> **Objective**
Can you recast all the rows below as one numbered list, leaving out blank lines and the pictures?

> **Listed entries**
★ ★ ★ ★ ★

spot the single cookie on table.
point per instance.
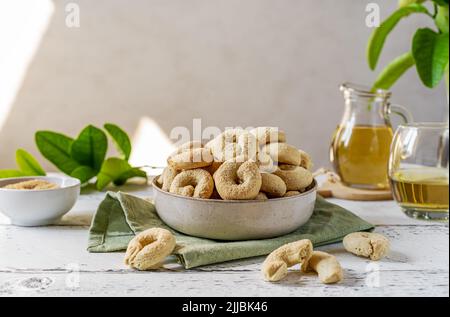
(306, 161)
(276, 265)
(367, 244)
(167, 176)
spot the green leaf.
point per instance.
(28, 164)
(55, 147)
(83, 173)
(11, 173)
(441, 19)
(379, 35)
(118, 171)
(393, 71)
(441, 2)
(120, 138)
(404, 3)
(90, 147)
(134, 172)
(430, 51)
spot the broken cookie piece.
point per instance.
(367, 244)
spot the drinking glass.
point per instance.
(418, 170)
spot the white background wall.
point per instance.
(228, 62)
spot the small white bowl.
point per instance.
(31, 208)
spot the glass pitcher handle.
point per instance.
(402, 112)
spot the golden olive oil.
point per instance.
(360, 155)
(421, 188)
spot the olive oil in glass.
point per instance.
(419, 169)
(421, 188)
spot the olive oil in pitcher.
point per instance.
(360, 155)
(361, 144)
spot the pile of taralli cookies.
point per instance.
(238, 165)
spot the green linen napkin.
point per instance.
(121, 216)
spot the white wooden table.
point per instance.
(53, 261)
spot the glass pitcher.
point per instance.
(361, 143)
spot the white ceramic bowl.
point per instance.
(38, 207)
(234, 220)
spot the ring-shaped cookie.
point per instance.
(236, 145)
(238, 181)
(149, 248)
(266, 135)
(196, 183)
(283, 153)
(295, 177)
(272, 185)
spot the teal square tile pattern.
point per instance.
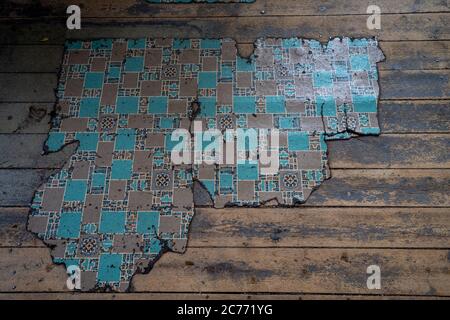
(120, 202)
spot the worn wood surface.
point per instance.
(142, 9)
(388, 201)
(401, 27)
(402, 117)
(290, 227)
(386, 151)
(400, 55)
(249, 270)
(410, 84)
(347, 187)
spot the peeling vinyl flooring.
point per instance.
(119, 203)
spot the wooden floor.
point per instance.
(388, 202)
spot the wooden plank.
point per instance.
(395, 27)
(426, 151)
(394, 116)
(411, 55)
(414, 116)
(133, 8)
(404, 55)
(201, 296)
(251, 270)
(28, 87)
(429, 84)
(368, 187)
(298, 227)
(390, 151)
(30, 58)
(25, 117)
(28, 152)
(426, 26)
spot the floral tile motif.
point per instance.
(120, 201)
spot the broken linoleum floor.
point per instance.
(120, 202)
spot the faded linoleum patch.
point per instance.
(120, 202)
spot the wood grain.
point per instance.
(426, 151)
(297, 227)
(404, 55)
(426, 26)
(429, 84)
(395, 116)
(143, 9)
(281, 270)
(358, 187)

★ ★ ★ ★ ★

> **Task response**
1. spot the single cookie on table.
2. point per instance.
3. (306, 161)
4. (276, 265)
5. (367, 244)
6. (167, 176)
7. spot the green leaf.
8. point per instance.
9. (28, 164)
10. (55, 147)
11. (83, 173)
12. (11, 173)
13. (441, 19)
14. (379, 35)
15. (118, 171)
16. (393, 71)
17. (441, 2)
18. (120, 138)
19. (404, 3)
20. (90, 147)
21. (134, 172)
22. (430, 51)
23. spot the broken cookie piece.
24. point per instance.
25. (367, 244)
26. spot the drinking glass.
27. point per instance.
28. (418, 170)
29. spot the white background wall.
30. point per instance.
31. (228, 62)
32. spot the small white bowl.
33. point per instance.
34. (31, 208)
35. spot the glass pitcher handle.
36. point per instance.
37. (402, 112)
38. spot the golden olive oil.
39. point per instance.
40. (360, 155)
41. (421, 188)
42. spot the olive oil in glass.
43. point per instance.
44. (419, 169)
45. (421, 188)
46. spot the olive oil in pitcher.
47. point per instance.
48. (360, 155)
49. (361, 144)
50. spot the pile of taralli cookies.
51. point per instance.
52. (238, 165)
53. spot the green linen napkin.
54. point per instance.
55. (121, 216)
56. spot the white wooden table.
57. point per instance.
58. (53, 261)
59. spot the glass pitcher.
60. point per instance.
61. (361, 143)
62. spot the white ceramic bowl.
63. point per instance.
64. (38, 207)
65. (234, 220)
66. spot the ring-shaped cookie.
67. point per instance.
68. (236, 145)
69. (238, 181)
70. (149, 248)
71. (266, 135)
72. (196, 183)
73. (283, 153)
74. (295, 177)
75. (272, 185)
76. spot the teal square tile pattern.
77. point per instance.
78. (120, 202)
79. spot the worn wood surface.
80. point per instance.
81. (142, 9)
82. (388, 201)
83. (401, 27)
84. (402, 117)
85. (290, 227)
86. (386, 151)
87. (400, 55)
88. (249, 270)
89. (410, 84)
90. (347, 187)
91. spot the peeling vinyl flooring.
92. point per instance.
93. (119, 203)
94. spot the wooden floor.
95. point per instance.
96. (388, 202)
97. spot the wooden plank.
98. point per instance.
99. (395, 27)
100. (426, 151)
101. (394, 116)
102. (411, 55)
103. (414, 116)
104. (133, 8)
105. (404, 55)
106. (201, 296)
107. (251, 270)
108. (28, 87)
109. (429, 84)
110. (368, 187)
111. (298, 227)
112. (390, 151)
113. (30, 58)
114. (25, 117)
115. (28, 152)
116. (426, 26)
117. spot the floral tile motif.
118. point per instance.
119. (120, 201)
120. spot the broken linoleum floor.
121. point per instance.
122. (120, 202)
123. spot the faded linoleum patch.
124. point per instance.
125. (120, 202)
126. spot the wood grain.
127. point per instance.
128. (426, 151)
129. (297, 227)
130. (404, 55)
131. (426, 26)
132. (429, 84)
133. (395, 116)
134. (143, 9)
135. (281, 270)
136. (358, 187)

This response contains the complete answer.